[Input rows]
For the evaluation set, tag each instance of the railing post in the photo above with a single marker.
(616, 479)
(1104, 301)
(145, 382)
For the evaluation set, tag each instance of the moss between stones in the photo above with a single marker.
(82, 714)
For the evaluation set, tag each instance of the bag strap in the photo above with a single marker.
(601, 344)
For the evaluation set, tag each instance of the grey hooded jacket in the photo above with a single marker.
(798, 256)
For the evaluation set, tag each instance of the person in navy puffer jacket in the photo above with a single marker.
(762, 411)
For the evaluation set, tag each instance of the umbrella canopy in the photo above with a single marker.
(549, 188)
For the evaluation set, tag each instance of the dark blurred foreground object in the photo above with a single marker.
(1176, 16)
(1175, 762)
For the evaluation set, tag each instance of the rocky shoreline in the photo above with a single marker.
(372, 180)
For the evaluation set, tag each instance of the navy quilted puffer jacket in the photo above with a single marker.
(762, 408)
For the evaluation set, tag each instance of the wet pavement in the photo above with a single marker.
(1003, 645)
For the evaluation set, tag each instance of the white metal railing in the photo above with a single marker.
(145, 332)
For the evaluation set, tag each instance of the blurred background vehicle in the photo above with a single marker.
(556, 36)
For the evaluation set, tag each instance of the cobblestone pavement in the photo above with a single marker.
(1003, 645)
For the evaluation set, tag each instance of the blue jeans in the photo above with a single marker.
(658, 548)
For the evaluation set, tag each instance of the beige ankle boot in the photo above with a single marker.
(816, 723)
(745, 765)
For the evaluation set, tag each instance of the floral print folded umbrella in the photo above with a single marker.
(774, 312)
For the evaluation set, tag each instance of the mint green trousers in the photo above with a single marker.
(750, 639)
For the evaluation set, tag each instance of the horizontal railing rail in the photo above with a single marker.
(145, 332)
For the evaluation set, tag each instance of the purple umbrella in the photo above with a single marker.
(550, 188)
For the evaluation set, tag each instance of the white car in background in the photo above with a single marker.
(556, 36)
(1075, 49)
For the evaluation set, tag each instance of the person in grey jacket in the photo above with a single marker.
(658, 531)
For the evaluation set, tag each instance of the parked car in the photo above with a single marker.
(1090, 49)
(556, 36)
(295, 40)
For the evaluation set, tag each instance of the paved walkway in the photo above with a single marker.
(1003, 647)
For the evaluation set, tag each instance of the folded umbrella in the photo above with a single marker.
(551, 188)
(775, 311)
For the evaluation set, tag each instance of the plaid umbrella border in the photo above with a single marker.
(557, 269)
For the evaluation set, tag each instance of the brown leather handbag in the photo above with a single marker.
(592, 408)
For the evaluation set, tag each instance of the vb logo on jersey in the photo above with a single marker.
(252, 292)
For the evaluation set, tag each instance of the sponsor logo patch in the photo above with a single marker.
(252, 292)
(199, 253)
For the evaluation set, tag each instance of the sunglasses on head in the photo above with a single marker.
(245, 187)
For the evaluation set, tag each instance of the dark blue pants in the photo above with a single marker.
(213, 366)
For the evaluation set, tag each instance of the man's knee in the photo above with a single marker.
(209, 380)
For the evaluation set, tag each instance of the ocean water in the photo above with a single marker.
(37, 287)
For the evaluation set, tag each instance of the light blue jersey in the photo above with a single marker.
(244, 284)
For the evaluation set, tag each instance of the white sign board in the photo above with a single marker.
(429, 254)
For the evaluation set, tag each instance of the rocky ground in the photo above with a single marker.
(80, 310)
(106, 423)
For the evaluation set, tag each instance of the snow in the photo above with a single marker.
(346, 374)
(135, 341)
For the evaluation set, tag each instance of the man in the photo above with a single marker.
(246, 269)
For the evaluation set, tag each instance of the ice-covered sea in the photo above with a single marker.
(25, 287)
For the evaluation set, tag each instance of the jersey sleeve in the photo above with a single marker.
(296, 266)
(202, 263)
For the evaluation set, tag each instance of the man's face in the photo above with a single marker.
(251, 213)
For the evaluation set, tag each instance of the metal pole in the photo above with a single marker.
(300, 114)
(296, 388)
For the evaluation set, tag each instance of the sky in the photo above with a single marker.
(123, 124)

[What is needed]
Nothing should be left out: repeat all of the data exactly.

[Answer to this exercise]
For the evaluation set, tag each instance of the railing post in the photo above with a single marker.
(616, 479)
(1104, 301)
(145, 382)
For the evaluation set, tag each instance of the moss between stones in the photo above with a single marker.
(82, 714)
For the evaluation set, tag each instance of the bag strap in the photo above with a single marker.
(601, 344)
For the evaluation set, tag each instance of the grey hooded jacket in the photo above with a single marker.
(798, 256)
For the evaluation set, tag each instance of the person in navy puffer jacket in the photo above with a single marker.
(762, 411)
For the evaluation set, tag each instance of the umbrella canopy in the photo above with a single marker.
(549, 188)
For the evaluation set, tag each instance of the dark blurred foreground object in the photo above with a single marker.
(1176, 16)
(1175, 762)
For the evaluation set, tag each instance of the rocky shoreline in the photo above with a single marker.
(372, 180)
For the evaluation set, tag each instance of the navy quilted puffer jacket in the photo above with a single marker.
(762, 408)
For the evaluation set, tag each instance of the wet pavement in the photo above with a single marker.
(1003, 645)
For the evaluation set, tag each instance of the white metal railing in the photo above with a single marker.
(145, 332)
For the evaluation set, tag each instance of the blurred background vehicle in the photo above with a single marker.
(556, 36)
For the evaluation set, tag each instance of the cobblestone pavement in the photo above with a single marker.
(1003, 645)
For the evaluation set, tag each instance of the blue jeans in the photo above with a single marker.
(658, 548)
For the evaluation set, tag each instance of the beige ankle boot in the photo above with a single marker.
(816, 723)
(745, 765)
For the evaluation set, tag each instance of the floral print folded umbrella in the photo above with a single marker.
(774, 312)
For the evaluation set, tag each instance of the mint green trousers in the photo above with a single marker.
(750, 639)
For the evaluation set, tag each instance of the horizontal railing rail in the photo above with a single marker.
(145, 332)
For the evaluation set, tag each instance of the purple umbrella in the photo above with a single marker.
(550, 188)
For the evaluation set, tag each instance of the white car in background in the photo above with a single marker.
(556, 36)
(1075, 49)
For the evaluation set, tag each instance of the person in grey jacket in the photo above with a single marker.
(658, 531)
For the evaluation set, tag each instance of the parked car in the photo above with a single marker.
(1090, 49)
(556, 36)
(295, 40)
For the evaluation set, tag each instance of the paved walkway in the photo above with a single marker.
(1003, 647)
For the evaluation set, tag each instance of the folded umbrella in the photo above with a single marker.
(551, 188)
(775, 311)
For the evaluation set, tag each instance of the plaid umbrella border in the photo above with a single marker.
(557, 269)
For the evaluation set, tag each instance of the brown leather handbag in the photo above with a single marker.
(592, 408)
For the evaluation set, tag each instance of the vb logo on jersey in the photo above with a single marker.
(252, 292)
For the evaluation set, tag each instance of the sponsor logo patch in the photo above with a single marker.
(252, 292)
(199, 253)
For the evaluation set, tag each instance of the sunglasses on head in the photo above with a single marker.
(245, 187)
For the evaluation set, tag each instance of the dark blue pants in the photo above with a single marker.
(213, 366)
For the evaluation set, tag each instance of the man's knee in the photo above with a single marker.
(209, 380)
For the evaluation set, tag each instance of the ocean water in the photo above with a single marker.
(37, 287)
For the evaluation set, tag each instance of the light blue jersey in the photo above with a single marker.
(244, 284)
For the evaluation set, tag each instance of the white sign board in the photo above with a single marker.
(429, 254)
For the evaluation set, tag each instance of the rocky ground in the photo above with a single marker.
(80, 310)
(106, 423)
For the evaluation set, tag each instance of the snow in the photo above with a single marker.
(346, 374)
(135, 341)
For the evaluation set, tag each instance of the man in the photo above with a single marker.
(246, 269)
For the evaluation set, tag each instance of the ice-covered sea in the photo above with a single marker.
(25, 287)
For the evaluation set, tag each instance of the jersey sleeve in the photo above with a single marker.
(296, 266)
(202, 263)
For the evaluation set, tag each instance of the man's face in the photo above with a single marker.
(251, 213)
For the evaluation set, tag each instance of the metal pole in the photo above with a single marker.
(300, 114)
(296, 388)
For the evaluation set, tag each instance of the sky in the photo above with a single marker.
(123, 124)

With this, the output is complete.